> _EXERCISE DESCRIPTION_
Scan the data below for the string "black". Copy every line where it appears.

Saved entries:
--
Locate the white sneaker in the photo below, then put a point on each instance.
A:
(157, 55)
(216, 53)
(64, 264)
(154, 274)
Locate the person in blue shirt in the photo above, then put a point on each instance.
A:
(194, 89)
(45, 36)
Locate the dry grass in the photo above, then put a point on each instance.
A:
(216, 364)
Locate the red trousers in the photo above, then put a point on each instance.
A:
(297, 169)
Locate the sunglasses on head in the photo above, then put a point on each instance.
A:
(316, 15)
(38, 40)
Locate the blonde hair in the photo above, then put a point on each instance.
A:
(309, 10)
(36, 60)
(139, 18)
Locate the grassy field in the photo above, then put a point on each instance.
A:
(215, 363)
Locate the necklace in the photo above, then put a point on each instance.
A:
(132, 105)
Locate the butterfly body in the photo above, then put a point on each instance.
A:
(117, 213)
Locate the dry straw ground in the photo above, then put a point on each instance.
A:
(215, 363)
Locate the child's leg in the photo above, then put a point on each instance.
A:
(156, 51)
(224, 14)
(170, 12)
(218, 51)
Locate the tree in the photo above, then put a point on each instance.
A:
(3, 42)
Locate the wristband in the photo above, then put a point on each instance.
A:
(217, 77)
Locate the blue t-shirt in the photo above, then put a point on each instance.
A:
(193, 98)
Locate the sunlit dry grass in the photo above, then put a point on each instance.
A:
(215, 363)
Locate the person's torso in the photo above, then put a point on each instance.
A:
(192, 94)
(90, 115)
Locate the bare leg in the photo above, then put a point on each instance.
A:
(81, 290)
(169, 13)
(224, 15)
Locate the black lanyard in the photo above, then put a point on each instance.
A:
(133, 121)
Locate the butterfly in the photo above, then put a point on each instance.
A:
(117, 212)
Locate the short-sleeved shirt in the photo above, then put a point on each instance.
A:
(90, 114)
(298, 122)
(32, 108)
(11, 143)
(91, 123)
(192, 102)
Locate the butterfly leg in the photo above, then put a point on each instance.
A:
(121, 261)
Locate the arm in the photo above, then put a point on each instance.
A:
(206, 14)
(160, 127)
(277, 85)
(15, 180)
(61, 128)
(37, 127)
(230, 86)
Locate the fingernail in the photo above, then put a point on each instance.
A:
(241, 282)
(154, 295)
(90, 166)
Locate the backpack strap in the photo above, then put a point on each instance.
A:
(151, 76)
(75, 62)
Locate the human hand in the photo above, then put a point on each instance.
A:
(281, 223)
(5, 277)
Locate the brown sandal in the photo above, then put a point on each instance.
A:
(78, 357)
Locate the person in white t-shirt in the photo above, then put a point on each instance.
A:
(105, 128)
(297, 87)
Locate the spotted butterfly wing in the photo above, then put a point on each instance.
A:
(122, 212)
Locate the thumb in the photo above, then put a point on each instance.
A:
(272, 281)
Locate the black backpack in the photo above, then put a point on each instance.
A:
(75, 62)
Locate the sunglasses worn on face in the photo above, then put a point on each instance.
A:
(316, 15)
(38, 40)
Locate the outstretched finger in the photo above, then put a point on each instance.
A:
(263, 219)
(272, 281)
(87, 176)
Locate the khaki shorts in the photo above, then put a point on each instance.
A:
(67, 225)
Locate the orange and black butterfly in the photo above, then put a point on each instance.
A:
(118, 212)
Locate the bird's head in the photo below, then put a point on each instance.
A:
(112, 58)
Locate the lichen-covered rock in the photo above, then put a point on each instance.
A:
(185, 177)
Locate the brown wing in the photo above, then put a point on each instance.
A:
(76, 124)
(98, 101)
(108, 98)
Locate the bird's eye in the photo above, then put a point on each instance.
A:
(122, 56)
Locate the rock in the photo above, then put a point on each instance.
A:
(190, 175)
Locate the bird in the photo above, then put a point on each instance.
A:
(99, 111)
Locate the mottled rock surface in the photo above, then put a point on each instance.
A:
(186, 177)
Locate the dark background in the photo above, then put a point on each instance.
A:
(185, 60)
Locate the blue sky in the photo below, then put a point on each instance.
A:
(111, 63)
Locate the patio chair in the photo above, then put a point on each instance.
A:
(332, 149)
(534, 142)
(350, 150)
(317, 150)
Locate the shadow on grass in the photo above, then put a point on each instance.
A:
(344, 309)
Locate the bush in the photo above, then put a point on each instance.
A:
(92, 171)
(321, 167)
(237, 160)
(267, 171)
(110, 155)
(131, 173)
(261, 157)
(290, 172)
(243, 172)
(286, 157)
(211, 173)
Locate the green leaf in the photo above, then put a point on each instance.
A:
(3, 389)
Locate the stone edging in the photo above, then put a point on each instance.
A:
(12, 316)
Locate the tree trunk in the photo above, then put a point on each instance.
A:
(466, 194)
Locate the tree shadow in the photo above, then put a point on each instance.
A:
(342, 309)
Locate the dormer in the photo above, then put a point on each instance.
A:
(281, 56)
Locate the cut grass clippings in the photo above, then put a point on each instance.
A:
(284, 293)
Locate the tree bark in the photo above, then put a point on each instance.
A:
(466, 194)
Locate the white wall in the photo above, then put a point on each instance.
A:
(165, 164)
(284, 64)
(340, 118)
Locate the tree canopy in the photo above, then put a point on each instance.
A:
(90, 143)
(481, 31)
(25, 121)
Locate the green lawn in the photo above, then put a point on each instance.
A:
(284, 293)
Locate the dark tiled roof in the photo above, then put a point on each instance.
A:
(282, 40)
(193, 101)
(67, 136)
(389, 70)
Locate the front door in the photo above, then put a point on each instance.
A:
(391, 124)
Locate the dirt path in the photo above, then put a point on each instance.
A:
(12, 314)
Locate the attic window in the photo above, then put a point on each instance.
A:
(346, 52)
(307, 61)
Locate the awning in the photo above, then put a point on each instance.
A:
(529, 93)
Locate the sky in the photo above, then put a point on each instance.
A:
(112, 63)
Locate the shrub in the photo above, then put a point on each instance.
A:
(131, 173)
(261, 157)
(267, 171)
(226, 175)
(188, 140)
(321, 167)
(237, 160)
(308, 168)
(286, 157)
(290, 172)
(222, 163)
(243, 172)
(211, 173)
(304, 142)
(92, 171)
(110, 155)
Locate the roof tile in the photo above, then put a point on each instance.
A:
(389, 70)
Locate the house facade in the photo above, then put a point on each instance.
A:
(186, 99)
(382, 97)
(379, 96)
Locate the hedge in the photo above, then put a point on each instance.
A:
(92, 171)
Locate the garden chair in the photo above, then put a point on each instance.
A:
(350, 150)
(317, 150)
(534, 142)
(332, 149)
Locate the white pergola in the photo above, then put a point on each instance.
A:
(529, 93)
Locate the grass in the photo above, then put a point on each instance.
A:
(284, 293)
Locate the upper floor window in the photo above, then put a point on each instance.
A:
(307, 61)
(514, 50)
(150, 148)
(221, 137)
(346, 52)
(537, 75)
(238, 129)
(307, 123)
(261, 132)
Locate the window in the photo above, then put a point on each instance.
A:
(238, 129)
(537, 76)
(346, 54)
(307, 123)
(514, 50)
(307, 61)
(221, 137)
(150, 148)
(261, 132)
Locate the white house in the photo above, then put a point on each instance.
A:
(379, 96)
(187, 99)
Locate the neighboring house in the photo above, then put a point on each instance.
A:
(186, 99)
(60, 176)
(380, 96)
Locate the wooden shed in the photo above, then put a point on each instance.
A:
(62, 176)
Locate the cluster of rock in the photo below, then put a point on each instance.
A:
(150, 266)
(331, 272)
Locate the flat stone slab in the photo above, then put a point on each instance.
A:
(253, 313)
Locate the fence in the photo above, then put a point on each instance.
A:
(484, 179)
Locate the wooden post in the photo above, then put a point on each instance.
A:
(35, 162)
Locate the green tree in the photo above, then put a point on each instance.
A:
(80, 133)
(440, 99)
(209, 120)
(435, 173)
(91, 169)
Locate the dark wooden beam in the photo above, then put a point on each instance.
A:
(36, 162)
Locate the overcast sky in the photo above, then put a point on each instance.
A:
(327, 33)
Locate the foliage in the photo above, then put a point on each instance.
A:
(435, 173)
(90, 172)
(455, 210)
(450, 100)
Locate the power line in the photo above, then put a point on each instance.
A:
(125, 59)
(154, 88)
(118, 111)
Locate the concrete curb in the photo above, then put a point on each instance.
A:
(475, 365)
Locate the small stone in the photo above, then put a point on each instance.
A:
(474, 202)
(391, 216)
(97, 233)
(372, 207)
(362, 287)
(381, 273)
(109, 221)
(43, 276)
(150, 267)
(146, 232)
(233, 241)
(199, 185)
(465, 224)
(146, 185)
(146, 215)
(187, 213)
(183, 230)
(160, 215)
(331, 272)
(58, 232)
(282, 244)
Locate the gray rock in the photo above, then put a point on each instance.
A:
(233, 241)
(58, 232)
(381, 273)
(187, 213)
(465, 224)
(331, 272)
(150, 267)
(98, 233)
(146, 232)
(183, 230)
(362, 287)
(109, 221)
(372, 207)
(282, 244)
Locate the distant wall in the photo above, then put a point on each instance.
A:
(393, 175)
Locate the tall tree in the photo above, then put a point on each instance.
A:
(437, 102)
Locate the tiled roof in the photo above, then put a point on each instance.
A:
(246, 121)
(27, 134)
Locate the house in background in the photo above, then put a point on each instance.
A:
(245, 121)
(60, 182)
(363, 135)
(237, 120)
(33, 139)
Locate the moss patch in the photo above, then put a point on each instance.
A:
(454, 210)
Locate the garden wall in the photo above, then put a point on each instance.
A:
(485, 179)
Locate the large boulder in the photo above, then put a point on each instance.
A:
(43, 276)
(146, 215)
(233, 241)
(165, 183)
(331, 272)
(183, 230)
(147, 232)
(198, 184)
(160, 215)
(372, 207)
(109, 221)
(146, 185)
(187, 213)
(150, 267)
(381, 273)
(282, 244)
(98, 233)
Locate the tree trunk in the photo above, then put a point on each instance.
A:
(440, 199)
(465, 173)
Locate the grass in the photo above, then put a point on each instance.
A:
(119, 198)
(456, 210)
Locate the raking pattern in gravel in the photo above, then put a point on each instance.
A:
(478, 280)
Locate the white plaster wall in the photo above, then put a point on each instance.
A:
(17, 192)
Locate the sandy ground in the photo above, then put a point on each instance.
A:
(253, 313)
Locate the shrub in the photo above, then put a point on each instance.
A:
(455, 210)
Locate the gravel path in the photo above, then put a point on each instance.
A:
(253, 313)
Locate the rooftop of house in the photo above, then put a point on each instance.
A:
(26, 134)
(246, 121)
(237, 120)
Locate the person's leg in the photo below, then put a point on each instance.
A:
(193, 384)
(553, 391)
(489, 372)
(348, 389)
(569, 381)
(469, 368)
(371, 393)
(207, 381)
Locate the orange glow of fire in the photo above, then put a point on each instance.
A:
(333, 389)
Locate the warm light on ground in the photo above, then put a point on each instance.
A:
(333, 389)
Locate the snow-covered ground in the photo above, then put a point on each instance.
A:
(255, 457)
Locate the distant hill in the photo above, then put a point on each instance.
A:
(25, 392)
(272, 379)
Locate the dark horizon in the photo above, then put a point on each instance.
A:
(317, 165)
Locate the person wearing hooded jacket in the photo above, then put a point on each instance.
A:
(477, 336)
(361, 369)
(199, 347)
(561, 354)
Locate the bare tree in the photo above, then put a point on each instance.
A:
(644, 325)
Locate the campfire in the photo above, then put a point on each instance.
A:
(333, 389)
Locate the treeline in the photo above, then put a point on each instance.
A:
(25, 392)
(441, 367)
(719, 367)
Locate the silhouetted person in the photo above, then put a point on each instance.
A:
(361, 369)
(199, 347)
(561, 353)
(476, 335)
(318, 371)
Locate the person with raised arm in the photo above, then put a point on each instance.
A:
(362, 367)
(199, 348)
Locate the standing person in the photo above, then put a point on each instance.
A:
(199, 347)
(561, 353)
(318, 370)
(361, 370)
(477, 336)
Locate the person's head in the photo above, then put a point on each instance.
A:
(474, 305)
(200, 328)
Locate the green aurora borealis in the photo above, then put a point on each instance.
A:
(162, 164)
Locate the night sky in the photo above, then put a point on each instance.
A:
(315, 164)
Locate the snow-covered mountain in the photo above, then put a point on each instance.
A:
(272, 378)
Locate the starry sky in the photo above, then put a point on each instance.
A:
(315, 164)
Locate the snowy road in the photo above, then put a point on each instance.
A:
--
> _TASK OUTPUT_
Locate the black lanyard in the photo above, then put a point on each instance.
Locate the black backpack in the photo above, then put a point on each instance.
Locate the orange and black butterfly in the photo above, then put a point on each instance.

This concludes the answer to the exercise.